• [About this task] For every entry below, give it back exactly and leave out any image.

[Records from a data collection]
Content starts
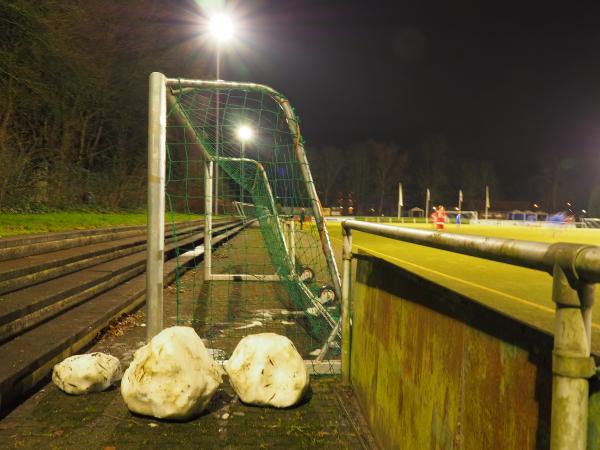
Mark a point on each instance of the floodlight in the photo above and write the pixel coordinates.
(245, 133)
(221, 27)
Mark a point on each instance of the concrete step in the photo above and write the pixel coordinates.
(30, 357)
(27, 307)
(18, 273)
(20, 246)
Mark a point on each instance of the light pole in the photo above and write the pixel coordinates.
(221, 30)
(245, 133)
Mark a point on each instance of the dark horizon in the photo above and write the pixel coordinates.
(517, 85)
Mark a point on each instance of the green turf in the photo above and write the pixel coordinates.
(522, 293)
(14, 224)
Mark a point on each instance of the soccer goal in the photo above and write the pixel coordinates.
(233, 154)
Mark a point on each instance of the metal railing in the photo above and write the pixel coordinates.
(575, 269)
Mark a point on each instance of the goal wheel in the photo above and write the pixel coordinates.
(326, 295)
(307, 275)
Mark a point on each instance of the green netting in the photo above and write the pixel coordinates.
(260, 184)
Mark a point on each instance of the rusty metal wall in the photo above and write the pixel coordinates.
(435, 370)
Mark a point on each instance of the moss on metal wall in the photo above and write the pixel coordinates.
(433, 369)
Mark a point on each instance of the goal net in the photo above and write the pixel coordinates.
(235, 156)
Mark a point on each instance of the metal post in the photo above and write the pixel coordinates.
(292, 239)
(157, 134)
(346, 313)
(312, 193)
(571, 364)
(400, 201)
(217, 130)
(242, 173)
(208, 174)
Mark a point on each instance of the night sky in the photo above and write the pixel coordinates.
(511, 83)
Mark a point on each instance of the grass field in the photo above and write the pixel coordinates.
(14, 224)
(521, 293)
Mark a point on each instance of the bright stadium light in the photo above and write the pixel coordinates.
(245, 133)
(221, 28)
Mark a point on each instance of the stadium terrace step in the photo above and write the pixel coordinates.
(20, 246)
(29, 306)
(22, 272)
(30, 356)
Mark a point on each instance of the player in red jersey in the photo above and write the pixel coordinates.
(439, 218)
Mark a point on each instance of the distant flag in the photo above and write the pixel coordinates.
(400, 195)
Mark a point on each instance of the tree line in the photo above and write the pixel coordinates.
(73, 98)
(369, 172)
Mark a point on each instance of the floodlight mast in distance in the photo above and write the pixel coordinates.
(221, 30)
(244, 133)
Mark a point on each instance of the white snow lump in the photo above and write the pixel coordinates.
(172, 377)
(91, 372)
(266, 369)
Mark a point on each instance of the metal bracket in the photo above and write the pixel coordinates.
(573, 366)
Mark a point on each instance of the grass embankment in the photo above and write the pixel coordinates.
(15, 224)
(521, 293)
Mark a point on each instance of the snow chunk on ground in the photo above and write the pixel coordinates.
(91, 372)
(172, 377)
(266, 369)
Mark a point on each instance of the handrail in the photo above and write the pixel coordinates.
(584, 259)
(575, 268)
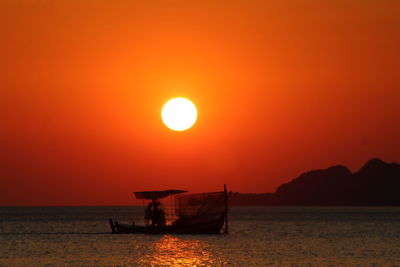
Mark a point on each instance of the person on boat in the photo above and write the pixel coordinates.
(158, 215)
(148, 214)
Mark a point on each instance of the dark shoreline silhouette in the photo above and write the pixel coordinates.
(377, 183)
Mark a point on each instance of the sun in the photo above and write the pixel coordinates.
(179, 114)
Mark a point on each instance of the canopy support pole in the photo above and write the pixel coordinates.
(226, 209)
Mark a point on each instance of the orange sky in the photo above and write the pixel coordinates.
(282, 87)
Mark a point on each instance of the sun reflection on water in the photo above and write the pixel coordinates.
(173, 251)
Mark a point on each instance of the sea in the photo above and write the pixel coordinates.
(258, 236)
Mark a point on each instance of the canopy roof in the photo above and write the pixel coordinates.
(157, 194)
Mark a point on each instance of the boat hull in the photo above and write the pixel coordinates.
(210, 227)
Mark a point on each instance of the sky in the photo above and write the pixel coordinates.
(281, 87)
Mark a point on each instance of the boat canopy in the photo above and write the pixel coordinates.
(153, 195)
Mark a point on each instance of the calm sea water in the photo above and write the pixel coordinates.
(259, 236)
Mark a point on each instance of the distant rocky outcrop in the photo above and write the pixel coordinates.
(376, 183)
Content ends
• [Answer below]
Mark a point on each instance of the floodlight in the photo above and write the pixel coordinates.
(245, 133)
(221, 27)
Mark a point on each instance of the concrete step in the photo above and write the pixel coordinates.
(30, 357)
(27, 307)
(18, 273)
(20, 246)
Mark a point on each instance of the light pole in the photo above and write the pixel coordinates.
(221, 30)
(245, 133)
Mark a point on each instance of the dark horizon in the photo above and write the pixel coordinates.
(517, 85)
Mark a point on each instance of the green turf in the photo above and write the pixel coordinates.
(522, 293)
(14, 224)
Mark a point on each instance of the soccer goal in the photo above and write the pixel coordinates.
(233, 154)
Mark a point on each instance of the metal railing in the photo above and write the pixel coordinates.
(575, 269)
Mark a point on each instance of the goal wheel in the photo above and write the pixel coordinates.
(326, 295)
(307, 275)
Mark a point on each instance of the green netting in the photo above and write the pixel coordinates.
(260, 184)
Mark a point on each instance of the rusty metal wall in the photo above and write the pixel coordinates.
(435, 370)
Mark a point on each instance of the moss on metal wall in the photo above and write the pixel coordinates.
(433, 369)
Mark a point on each instance of the goal net in the photo above and write the pixel coordinates.
(235, 156)
Mark a point on each instance of the metal post in the photo above and write the pixel coordinates.
(292, 239)
(157, 134)
(346, 313)
(312, 193)
(571, 364)
(400, 201)
(217, 130)
(242, 173)
(208, 174)
Mark a point on each instance of the night sky in the photo above and write the pixel coordinates.
(511, 83)
Mark a point on each instance of the grass field in the photo above and write the pixel coordinates.
(14, 224)
(521, 293)
Mark a point on each instance of the bright stadium light in the photo above and write the pixel coordinates.
(245, 133)
(221, 28)
Mark a point on each instance of the stadium terrace step in the photo above and write the pixel coordinates.
(20, 246)
(29, 306)
(22, 272)
(30, 356)
Mark a point on each instance of the player in red jersey in the photo above and write the pixel coordinates.
(439, 218)
Mark a point on each instance of the distant flag in the photo above and write the pixel coordinates.
(400, 195)
Mark a point on each instance of the tree line in the photo above and write the pixel coordinates.
(73, 98)
(369, 172)
Mark a point on each instance of the floodlight mast in distance in the photo above and write the pixel coordinates.
(221, 30)
(244, 133)
Mark a point on each instance of the white snow lump in the photo above and write the pixel coordinates.
(172, 377)
(91, 372)
(266, 369)
Mark a point on each instance of the metal bracket in the photo above and write the pixel coordinates.
(573, 366)
Mark a point on each instance of the grass embankment in the photo above and write the pixel coordinates.
(15, 224)
(521, 293)
Mark a point on each instance of the snow chunk on ground in the photo above and write the pixel coordinates.
(91, 372)
(172, 377)
(266, 369)
Mark a point on each instance of the handrail in the photo above and write the pixel coordinates.
(584, 259)
(575, 268)
Mark a point on each instance of the person on boat in the photo above and write the pixel coordinates.
(158, 215)
(148, 214)
Mark a point on each instance of the dark shoreline silhouette in the photo above and write the pixel coordinates.
(377, 183)
Mark a point on each instance of the sun in the photo above and write the pixel coordinates.
(179, 114)
Mark a point on each instance of the canopy support pole in the photo above and write the pixel coordinates.
(226, 209)
Mark a point on each instance of the orange sky in the photo above and write the pixel coordinates.
(282, 87)
Mark a point on each instance of the sun reflection on water in the photo above and write the pixel coordinates.
(173, 251)
Mark a point on each instance of the sea in the photo above and write the pixel coordinates.
(258, 236)
Mark a point on each instance of the canopy roof in the photo above and write the pixel coordinates.
(157, 194)
Mark a point on each instance of the boat hull in the photo above and write the pixel coordinates.
(210, 227)
Mark a point on each instance of the sky in the photo above and write the pixel coordinates.
(281, 87)
Mark a point on each instance of the boat canopy in the photo above and write the pixel coordinates.
(153, 195)
Mark a point on each instance of the calm sea water in the photo above and write the pixel coordinates.
(259, 236)
Mark a point on each instance of the distant rocky outcrop in the photo above and write the pixel coordinates.
(376, 183)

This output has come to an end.